**WORK REQUIRED:**
Copy each entry as it stands, leaving nothing out.

**DATA FOR PROCESSING:**
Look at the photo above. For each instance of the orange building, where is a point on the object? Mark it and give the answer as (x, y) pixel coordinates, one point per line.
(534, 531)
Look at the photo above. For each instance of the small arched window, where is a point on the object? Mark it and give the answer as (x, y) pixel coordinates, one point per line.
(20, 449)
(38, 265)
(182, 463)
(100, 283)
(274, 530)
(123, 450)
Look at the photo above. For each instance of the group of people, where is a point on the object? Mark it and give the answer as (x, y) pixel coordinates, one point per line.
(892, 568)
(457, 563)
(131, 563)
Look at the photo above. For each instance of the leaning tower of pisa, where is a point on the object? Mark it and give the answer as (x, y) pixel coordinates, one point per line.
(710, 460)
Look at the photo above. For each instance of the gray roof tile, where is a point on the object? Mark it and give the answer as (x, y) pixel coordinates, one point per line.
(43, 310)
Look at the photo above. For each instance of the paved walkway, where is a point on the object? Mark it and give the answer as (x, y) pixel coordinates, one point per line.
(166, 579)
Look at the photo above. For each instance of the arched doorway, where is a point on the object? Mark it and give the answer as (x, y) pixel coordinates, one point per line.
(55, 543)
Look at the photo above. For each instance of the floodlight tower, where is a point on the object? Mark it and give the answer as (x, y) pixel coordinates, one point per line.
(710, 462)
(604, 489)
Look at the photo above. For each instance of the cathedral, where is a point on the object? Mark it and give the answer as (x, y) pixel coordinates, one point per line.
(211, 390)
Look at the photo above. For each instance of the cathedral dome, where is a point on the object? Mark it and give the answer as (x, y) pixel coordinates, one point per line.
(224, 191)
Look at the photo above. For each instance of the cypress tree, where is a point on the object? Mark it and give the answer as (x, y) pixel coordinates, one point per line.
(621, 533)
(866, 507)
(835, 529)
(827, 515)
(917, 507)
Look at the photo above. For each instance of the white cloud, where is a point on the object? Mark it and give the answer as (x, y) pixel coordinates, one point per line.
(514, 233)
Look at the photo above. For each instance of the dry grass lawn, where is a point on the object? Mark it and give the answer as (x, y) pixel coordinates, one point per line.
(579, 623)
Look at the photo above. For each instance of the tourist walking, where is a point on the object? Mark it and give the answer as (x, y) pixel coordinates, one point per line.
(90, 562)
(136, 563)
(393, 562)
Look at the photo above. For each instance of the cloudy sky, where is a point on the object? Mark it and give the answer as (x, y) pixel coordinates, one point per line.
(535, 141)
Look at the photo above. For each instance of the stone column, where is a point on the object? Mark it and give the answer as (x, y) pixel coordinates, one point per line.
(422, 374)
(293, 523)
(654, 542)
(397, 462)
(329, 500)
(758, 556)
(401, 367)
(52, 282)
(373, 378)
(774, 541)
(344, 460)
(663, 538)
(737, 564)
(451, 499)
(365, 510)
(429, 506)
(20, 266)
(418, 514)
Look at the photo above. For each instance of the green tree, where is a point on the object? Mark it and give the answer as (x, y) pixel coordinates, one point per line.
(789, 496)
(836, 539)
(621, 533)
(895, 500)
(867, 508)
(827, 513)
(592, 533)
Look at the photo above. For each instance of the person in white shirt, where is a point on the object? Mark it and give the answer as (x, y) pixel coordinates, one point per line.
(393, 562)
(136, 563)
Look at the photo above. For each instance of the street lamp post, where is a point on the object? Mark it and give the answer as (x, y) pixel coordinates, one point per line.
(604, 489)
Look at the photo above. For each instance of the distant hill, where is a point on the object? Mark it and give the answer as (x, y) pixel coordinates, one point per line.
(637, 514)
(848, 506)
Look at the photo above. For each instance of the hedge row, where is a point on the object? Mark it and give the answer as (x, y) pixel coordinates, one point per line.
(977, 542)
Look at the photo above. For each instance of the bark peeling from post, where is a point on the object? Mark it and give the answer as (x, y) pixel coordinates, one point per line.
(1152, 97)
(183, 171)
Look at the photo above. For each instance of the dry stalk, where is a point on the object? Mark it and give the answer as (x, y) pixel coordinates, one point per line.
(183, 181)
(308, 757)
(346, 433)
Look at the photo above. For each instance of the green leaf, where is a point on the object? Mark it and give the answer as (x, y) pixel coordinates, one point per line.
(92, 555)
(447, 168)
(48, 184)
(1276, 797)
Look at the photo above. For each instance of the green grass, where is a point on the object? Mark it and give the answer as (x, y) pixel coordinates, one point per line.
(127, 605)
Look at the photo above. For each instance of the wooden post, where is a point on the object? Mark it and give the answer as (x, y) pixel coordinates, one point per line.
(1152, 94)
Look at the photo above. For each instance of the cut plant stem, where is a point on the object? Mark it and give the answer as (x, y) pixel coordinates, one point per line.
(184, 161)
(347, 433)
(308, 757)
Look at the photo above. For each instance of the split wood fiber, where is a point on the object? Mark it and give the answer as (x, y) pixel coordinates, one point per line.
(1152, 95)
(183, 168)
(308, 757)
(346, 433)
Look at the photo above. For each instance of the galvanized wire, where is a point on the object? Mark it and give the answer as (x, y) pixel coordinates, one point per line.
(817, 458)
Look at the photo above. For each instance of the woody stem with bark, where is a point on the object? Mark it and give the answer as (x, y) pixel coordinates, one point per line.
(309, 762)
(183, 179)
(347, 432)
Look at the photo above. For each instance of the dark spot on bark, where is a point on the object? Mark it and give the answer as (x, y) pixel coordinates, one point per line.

**RESPONSE:**
Look at the photo above. For each instance of the orange building, where is a point on the object? Mark it and give the answer as (x, y) pixel coordinates, one point per line.
(534, 531)
Look at the photo above. For each instance of the small arched window, where is a point on the object? Mark it and give the answer as (x, y) pixel coordinates, one point per line.
(20, 449)
(38, 265)
(182, 463)
(100, 283)
(274, 530)
(123, 450)
Look at the photo above. For each instance of the group of people, where is a point on the object? Mark it and give the answer as (x, y) pixel coordinates, one point per line.
(892, 568)
(457, 563)
(131, 563)
Look at the photo above. For each instance of the leaning tower of pisa, where is a point on the object? Mark it and give the answer as (x, y) pixel coordinates, one point per line.
(710, 460)
Look at the photo above. For each instance of the gray roof tile, where is a point on the object? Mark it and give the answer as (x, y) pixel coordinates, one point per line.
(43, 310)
Look at the photo above. For each instance of the paved walkway, where is a point on the object? Mark it and give the answer as (x, y) pixel coordinates, one point per line.
(166, 579)
Look at the photo above. For each instance of the arched doorway, where is a point on the object? Mark it and give the answer as (x, y) pixel coordinates, one point per line.
(55, 543)
Look at the photo above. For each instance of the floodlight tower, where is a point on the object? Mark it and give the answer as (x, y) pixel coordinates, one point per line.
(710, 462)
(604, 489)
Look at the photo above. For each instance of the cathedral, where is a point on the object? Mark it and give the answer as (x, y) pixel coordinates, one point per line.
(211, 390)
Look at the photo above. For each instance of the cathedral dome, where is a point on the object? Mark it and give the answer as (x, y) pixel coordinates, one point per line.
(224, 191)
Look at the photo above. For each instance of the cypress tree, where is a point on the object? Mark it and give the answer as (x, y) pixel coordinates, one point per line.
(621, 533)
(866, 507)
(835, 529)
(827, 515)
(917, 507)
Look at the photo above. For each instance of the white cloud, where is a point on the object? Mark it and give the answer as (x, y) pixel coordinates, one point per line.
(514, 233)
Look at the photo above. For each instance of the dry grass lawn, where is a point on the object? Mark it and give the answer as (x, y) pixel coordinates, one point per line.
(579, 623)
Look at the photo above. For each instance of the tourist walking, where is a point on the object? Mark it and give the answer as (x, y) pixel coordinates, one point per line.
(90, 562)
(136, 563)
(393, 562)
Look at the photo above. For each instance of the cloudy sky, where is a point on the object? Mark it and give the answer as (x, y) pixel coordinates, one point per line.
(535, 141)
Look at the photo above. For each instance of the stone column, where is a point on the object? Mark it and give the answer as (x, y) pixel coordinates, one point per line.
(422, 374)
(293, 523)
(654, 542)
(397, 462)
(329, 500)
(758, 556)
(401, 367)
(52, 282)
(373, 378)
(774, 541)
(344, 460)
(663, 538)
(737, 564)
(451, 499)
(365, 510)
(429, 506)
(20, 266)
(418, 514)
Look at the photo above. For each instance of the green tree, where is a point on the object? Mark it and give the answer as (x, y) pixel coordinates, one point per line.
(789, 496)
(836, 539)
(621, 533)
(895, 500)
(867, 508)
(827, 513)
(592, 533)
Look at the photo above. For each instance of the person in white shirt, where is a point on the object? Mark it and give the answer as (x, y) pixel coordinates, one point per line.
(393, 562)
(136, 563)
Look at the photo above. For each instance of the street lamp post, where is a point on the object? Mark it and give the answer as (x, y) pixel coordinates, one point per line.
(604, 489)
Look at the photo above. For each instance of the distant hill, where is a point on the object? Mark it and give the answer as (x, y) pixel coordinates, one point per line.
(637, 514)
(848, 506)
Look at the photo above. For each instance of the hedge row, where is a point on the object? Mark it and give the answer as (x, y) pixel coordinates, one point per line.
(977, 542)
Look at the photo above. For each instance of the bark peeling from post, where is a point on the object? Mark it and give the answer as (x, y) pixel coordinates, one point per line.
(1152, 97)
(183, 171)
Look at the photo above. For each instance of the dry stalk, where is a point on the object? Mark it and give the answer as (x, y) pixel coordinates, one point per line.
(183, 181)
(308, 757)
(346, 433)
Look at the photo above. For each instance of the green leaf, where is a point on the object? Mark it and give the answer as (x, y) pixel coordinates, one point per line.
(92, 555)
(447, 168)
(48, 184)
(1276, 797)
Look at the photo above. For each instance of the green grass, where is a point on the object? Mark it and give the answer as (x, y) pixel coordinates, one point per line.
(127, 605)
Look at the photo above. For each instance of the wooden post, where is a point on the object? Mark it and give the answer as (x, y) pixel coordinates, one point per line.
(1152, 94)
Look at the photo above. For each instance of the cut plant stem, where is a point on the object? Mark it and give the answer as (x, y) pixel coordinates, one point per line.
(184, 161)
(347, 433)
(308, 757)
Look at the photo above. For each instance of the split wood fiber, where is a point on the object? Mark it and give the answer as (x, y) pixel coordinates, one point per line.
(1152, 95)
(183, 168)
(308, 757)
(346, 433)
Look at the photo above. For each instance of the galvanized wire, where is a point on the object? Mark it and give the answer as (x, y) pixel coordinates, one point per line.
(817, 458)
Look at the photo above. For each instance of the woody stem with bark, where is a point on the object? Mark it and give the answer as (x, y) pixel coordinates, one point per line.
(309, 762)
(183, 179)
(347, 432)
Look at the photo above. For each instance of the dark spot on bark, where is a point on the object? Mark it and give the answer as (x, y) pixel coordinates, one point per line.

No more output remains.